━━━━━ Data records ━━━━━

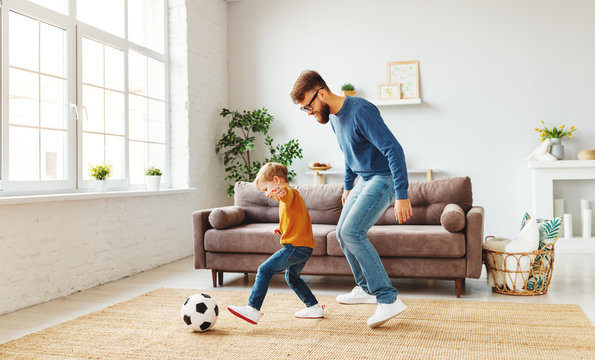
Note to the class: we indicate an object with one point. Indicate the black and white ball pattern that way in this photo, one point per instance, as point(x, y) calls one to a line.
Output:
point(200, 312)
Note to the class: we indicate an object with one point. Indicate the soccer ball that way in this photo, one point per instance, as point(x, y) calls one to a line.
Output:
point(200, 312)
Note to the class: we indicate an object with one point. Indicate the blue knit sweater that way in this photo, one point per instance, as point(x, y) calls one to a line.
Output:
point(370, 148)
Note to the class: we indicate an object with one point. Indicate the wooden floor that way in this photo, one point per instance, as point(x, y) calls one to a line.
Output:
point(573, 283)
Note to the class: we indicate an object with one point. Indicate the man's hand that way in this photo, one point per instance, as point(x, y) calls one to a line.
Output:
point(276, 193)
point(344, 196)
point(403, 210)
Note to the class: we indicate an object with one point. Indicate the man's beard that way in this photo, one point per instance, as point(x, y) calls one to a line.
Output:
point(323, 115)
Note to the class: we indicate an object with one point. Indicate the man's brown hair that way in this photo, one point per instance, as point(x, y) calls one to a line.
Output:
point(270, 170)
point(308, 80)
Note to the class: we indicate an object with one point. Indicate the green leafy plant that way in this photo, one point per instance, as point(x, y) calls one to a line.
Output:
point(241, 138)
point(554, 132)
point(347, 87)
point(153, 171)
point(100, 172)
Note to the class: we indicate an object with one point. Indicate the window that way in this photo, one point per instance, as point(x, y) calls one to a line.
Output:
point(82, 84)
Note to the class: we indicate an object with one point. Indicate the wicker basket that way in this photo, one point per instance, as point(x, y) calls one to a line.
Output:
point(520, 273)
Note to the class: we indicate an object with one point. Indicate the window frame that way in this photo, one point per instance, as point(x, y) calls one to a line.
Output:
point(75, 31)
point(41, 14)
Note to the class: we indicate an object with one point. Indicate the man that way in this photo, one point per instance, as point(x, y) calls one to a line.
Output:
point(372, 152)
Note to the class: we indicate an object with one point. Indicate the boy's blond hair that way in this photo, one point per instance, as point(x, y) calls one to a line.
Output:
point(270, 170)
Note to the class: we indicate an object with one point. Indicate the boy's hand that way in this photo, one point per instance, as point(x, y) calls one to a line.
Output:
point(276, 193)
point(403, 210)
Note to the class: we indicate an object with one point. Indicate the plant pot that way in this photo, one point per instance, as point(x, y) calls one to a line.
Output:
point(557, 148)
point(100, 185)
point(153, 182)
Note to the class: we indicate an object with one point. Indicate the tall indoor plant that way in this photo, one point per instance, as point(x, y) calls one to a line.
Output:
point(241, 138)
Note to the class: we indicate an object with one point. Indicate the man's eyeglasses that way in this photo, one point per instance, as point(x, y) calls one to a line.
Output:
point(308, 108)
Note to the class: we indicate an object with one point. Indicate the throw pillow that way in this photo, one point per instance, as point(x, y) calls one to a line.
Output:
point(453, 218)
point(228, 216)
point(518, 265)
point(549, 230)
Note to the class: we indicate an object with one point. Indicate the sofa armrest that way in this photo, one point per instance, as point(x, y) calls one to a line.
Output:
point(200, 224)
point(474, 238)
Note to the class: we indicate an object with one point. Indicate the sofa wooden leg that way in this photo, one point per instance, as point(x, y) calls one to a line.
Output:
point(459, 286)
point(214, 275)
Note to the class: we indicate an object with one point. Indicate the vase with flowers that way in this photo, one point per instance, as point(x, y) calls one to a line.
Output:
point(555, 134)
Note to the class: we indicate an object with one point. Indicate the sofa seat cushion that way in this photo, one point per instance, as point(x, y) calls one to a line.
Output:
point(258, 238)
point(409, 241)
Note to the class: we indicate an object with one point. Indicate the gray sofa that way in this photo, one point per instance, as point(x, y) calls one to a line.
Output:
point(442, 240)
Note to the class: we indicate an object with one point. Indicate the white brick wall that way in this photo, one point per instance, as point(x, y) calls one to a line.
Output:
point(48, 250)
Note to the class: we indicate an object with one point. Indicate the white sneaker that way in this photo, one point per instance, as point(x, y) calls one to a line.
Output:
point(247, 313)
point(312, 312)
point(385, 312)
point(357, 296)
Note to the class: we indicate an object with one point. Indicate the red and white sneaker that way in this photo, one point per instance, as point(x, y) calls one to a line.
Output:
point(247, 313)
point(312, 312)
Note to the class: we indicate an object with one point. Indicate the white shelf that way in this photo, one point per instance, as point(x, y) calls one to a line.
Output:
point(393, 102)
point(557, 164)
point(575, 245)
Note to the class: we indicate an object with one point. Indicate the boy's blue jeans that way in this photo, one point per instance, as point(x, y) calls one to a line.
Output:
point(292, 259)
point(368, 200)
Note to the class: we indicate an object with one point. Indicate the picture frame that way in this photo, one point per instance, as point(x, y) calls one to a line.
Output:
point(406, 73)
point(389, 91)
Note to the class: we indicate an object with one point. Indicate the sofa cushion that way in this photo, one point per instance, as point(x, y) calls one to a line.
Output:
point(409, 241)
point(258, 238)
point(429, 198)
point(453, 218)
point(323, 203)
point(228, 216)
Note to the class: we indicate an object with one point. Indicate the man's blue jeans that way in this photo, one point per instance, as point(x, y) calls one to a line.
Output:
point(292, 259)
point(368, 200)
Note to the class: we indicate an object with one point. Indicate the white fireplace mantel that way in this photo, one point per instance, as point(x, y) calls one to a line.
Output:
point(543, 175)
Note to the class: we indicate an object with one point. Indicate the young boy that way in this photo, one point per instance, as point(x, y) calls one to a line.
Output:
point(295, 229)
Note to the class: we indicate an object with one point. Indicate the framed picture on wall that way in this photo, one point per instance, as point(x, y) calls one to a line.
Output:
point(407, 74)
point(389, 91)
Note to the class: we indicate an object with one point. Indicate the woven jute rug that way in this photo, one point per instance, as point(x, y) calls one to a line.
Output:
point(150, 327)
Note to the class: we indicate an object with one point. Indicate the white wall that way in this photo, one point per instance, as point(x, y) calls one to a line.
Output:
point(52, 249)
point(490, 71)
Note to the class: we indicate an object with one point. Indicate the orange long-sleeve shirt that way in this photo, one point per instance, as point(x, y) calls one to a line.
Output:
point(294, 220)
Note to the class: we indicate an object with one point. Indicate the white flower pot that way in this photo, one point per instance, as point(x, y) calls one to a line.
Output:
point(153, 182)
point(100, 185)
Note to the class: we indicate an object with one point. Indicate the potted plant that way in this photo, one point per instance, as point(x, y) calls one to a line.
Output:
point(555, 134)
point(348, 90)
point(241, 138)
point(100, 173)
point(153, 178)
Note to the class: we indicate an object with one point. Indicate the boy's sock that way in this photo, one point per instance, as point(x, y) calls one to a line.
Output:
point(247, 313)
point(312, 312)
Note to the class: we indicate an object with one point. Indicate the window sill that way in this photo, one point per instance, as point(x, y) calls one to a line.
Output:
point(24, 199)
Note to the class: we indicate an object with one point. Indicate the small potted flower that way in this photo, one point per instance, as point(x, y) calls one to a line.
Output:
point(153, 178)
point(347, 90)
point(555, 134)
point(100, 173)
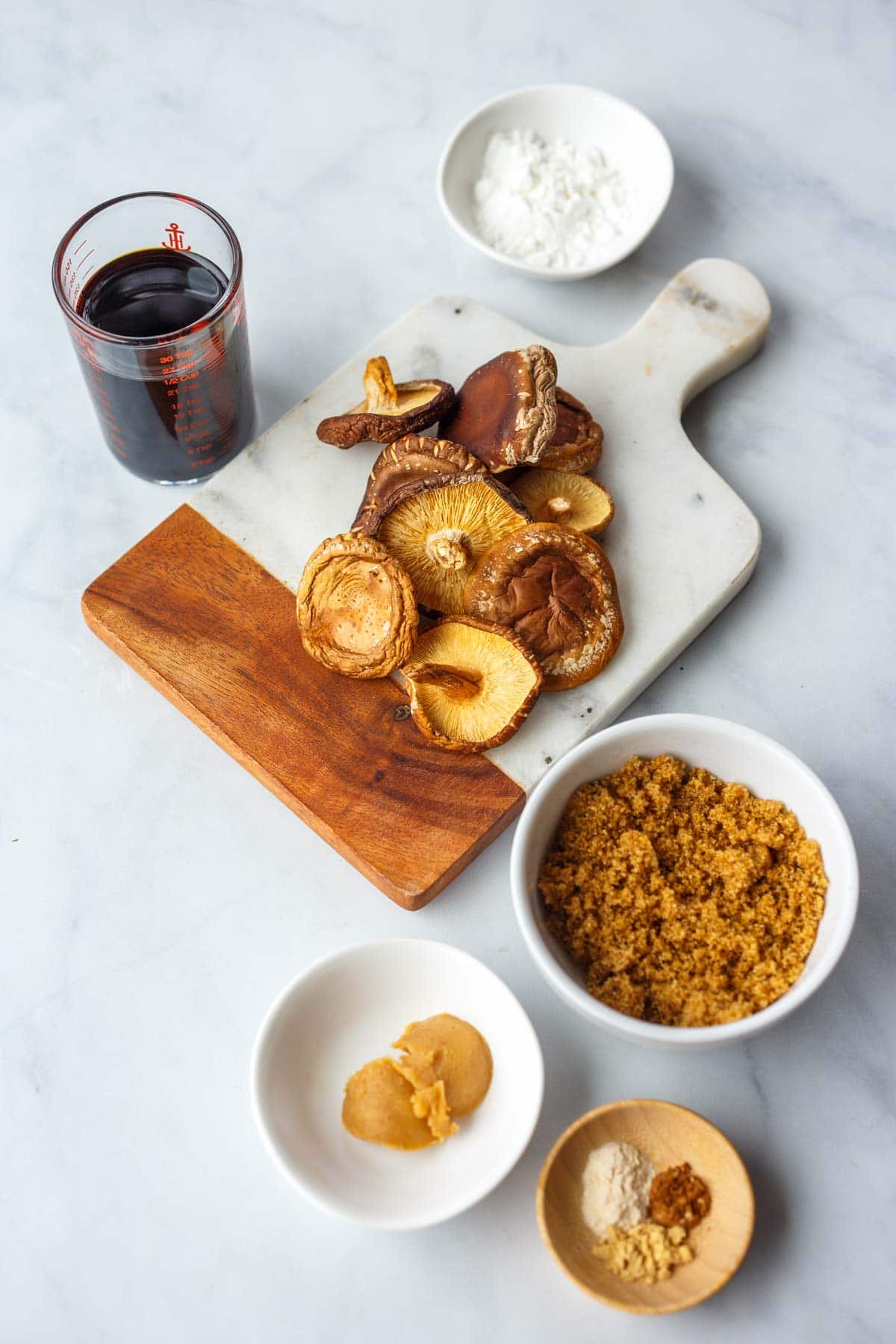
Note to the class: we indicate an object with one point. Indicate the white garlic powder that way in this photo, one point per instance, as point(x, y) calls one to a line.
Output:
point(615, 1187)
point(550, 203)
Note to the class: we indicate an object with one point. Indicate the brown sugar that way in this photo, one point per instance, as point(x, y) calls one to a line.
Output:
point(687, 900)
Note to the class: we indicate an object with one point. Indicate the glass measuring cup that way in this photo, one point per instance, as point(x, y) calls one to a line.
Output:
point(151, 287)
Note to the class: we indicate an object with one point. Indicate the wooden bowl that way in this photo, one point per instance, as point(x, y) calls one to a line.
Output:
point(668, 1135)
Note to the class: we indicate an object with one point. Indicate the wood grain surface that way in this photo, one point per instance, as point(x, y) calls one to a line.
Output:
point(211, 629)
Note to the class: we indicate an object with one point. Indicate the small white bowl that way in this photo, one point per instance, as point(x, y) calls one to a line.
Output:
point(734, 753)
point(346, 1009)
point(571, 112)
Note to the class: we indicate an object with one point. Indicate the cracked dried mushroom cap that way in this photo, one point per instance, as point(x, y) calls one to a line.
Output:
point(440, 527)
point(576, 502)
point(578, 438)
point(558, 591)
point(388, 409)
point(411, 458)
point(356, 608)
point(472, 683)
point(505, 411)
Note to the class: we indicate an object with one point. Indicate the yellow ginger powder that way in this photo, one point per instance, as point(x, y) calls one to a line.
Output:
point(645, 1253)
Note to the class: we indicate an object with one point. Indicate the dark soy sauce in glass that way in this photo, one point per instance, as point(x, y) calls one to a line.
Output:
point(179, 402)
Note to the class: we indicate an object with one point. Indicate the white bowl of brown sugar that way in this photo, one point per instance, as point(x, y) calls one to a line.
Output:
point(684, 880)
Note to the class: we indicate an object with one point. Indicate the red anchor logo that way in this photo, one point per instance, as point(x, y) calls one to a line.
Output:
point(176, 235)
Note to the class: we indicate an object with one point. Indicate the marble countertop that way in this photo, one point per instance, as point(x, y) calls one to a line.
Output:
point(155, 898)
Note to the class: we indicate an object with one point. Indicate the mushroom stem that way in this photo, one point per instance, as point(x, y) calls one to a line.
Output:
point(379, 386)
point(449, 549)
point(558, 508)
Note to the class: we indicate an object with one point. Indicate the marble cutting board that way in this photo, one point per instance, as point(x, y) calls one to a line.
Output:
point(205, 605)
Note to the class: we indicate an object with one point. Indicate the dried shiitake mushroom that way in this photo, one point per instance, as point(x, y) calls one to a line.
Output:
point(576, 440)
point(470, 683)
point(438, 529)
point(558, 591)
point(388, 409)
point(561, 497)
point(411, 458)
point(505, 411)
point(356, 608)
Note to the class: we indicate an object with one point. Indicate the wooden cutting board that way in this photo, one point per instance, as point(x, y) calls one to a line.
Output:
point(203, 606)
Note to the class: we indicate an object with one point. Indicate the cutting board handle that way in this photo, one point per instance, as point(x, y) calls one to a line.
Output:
point(709, 320)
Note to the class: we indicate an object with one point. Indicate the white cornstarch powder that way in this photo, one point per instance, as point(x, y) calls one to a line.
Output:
point(615, 1189)
point(550, 203)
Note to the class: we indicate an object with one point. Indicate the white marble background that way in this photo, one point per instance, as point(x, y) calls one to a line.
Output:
point(155, 898)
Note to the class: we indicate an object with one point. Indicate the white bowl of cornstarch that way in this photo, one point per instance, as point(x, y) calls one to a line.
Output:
point(556, 181)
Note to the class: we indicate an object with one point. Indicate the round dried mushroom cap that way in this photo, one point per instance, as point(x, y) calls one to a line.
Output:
point(558, 591)
point(576, 502)
point(578, 438)
point(505, 411)
point(388, 409)
point(440, 527)
point(472, 683)
point(356, 608)
point(411, 458)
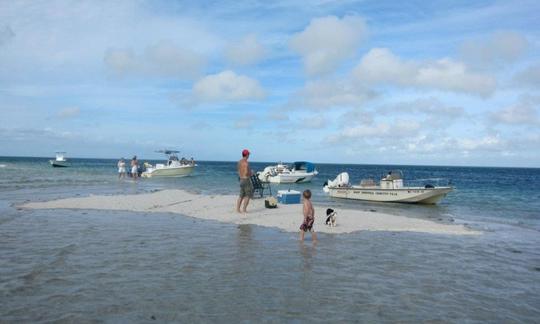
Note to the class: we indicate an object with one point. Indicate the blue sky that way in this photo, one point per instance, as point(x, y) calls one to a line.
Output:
point(445, 83)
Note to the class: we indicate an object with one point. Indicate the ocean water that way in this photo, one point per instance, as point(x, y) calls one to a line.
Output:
point(79, 265)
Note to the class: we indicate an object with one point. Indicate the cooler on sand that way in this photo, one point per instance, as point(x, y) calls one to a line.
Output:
point(288, 196)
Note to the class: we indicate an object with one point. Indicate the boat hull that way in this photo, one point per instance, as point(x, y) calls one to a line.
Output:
point(417, 195)
point(291, 178)
point(59, 164)
point(169, 172)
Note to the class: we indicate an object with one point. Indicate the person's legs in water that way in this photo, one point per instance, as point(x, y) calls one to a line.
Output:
point(246, 202)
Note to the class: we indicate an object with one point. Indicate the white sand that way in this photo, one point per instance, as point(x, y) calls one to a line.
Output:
point(222, 208)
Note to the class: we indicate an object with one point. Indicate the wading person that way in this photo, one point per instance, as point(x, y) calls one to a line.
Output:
point(246, 188)
point(309, 217)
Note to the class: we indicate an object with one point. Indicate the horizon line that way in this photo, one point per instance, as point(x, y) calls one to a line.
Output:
point(328, 163)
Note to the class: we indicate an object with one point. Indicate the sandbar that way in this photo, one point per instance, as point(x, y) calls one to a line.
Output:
point(222, 208)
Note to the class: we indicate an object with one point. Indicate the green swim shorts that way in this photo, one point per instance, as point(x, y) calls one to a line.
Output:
point(246, 188)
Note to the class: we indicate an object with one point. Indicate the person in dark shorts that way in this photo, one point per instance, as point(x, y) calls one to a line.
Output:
point(309, 216)
point(246, 188)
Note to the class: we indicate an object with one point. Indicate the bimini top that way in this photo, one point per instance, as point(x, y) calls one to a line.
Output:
point(302, 165)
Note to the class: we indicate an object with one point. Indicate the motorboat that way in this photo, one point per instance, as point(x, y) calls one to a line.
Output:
point(173, 167)
point(60, 160)
point(389, 189)
point(298, 172)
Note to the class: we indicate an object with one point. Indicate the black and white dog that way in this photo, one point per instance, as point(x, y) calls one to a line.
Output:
point(330, 217)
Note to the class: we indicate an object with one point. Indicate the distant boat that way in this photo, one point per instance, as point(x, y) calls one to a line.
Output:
point(173, 167)
point(389, 189)
point(60, 161)
point(297, 173)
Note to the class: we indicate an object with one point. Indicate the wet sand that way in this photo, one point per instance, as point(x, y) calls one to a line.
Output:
point(222, 208)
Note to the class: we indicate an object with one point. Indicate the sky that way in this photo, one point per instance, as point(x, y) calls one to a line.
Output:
point(362, 82)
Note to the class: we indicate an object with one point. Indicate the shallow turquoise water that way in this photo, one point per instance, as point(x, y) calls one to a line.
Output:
point(76, 265)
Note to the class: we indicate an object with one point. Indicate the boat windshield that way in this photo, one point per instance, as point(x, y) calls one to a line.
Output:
point(304, 166)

━━━━━

Given problem :: Retype, with no changes, the lines starting with the one that contains "the blue knit" and going on through the one that contains "point(323, 115)", including both of those lines and nothing else.

Worked solution ::
Note to the class: we indicate an object with one point. Indicate the blue knit sweater that way in this photo, one point per instance, as point(x, y) calls one to a line.
Output:
point(370, 148)
Note to the class: we indicate an object with one point. Indicate the wooden floor that way in this photo, one point per instance, as point(x, y) calls one to a line.
Output:
point(573, 283)
Note to the class: we indicate an object with one point. Indicate the man's hand that way in this photo, one point per instance, as point(x, y) calls one to a line.
Output:
point(276, 193)
point(344, 196)
point(403, 210)
Note to the class: we indicate an object with one point. Indicate the man's beard that way in this photo, one point per instance, as point(x, y) calls one to a line.
Output:
point(323, 115)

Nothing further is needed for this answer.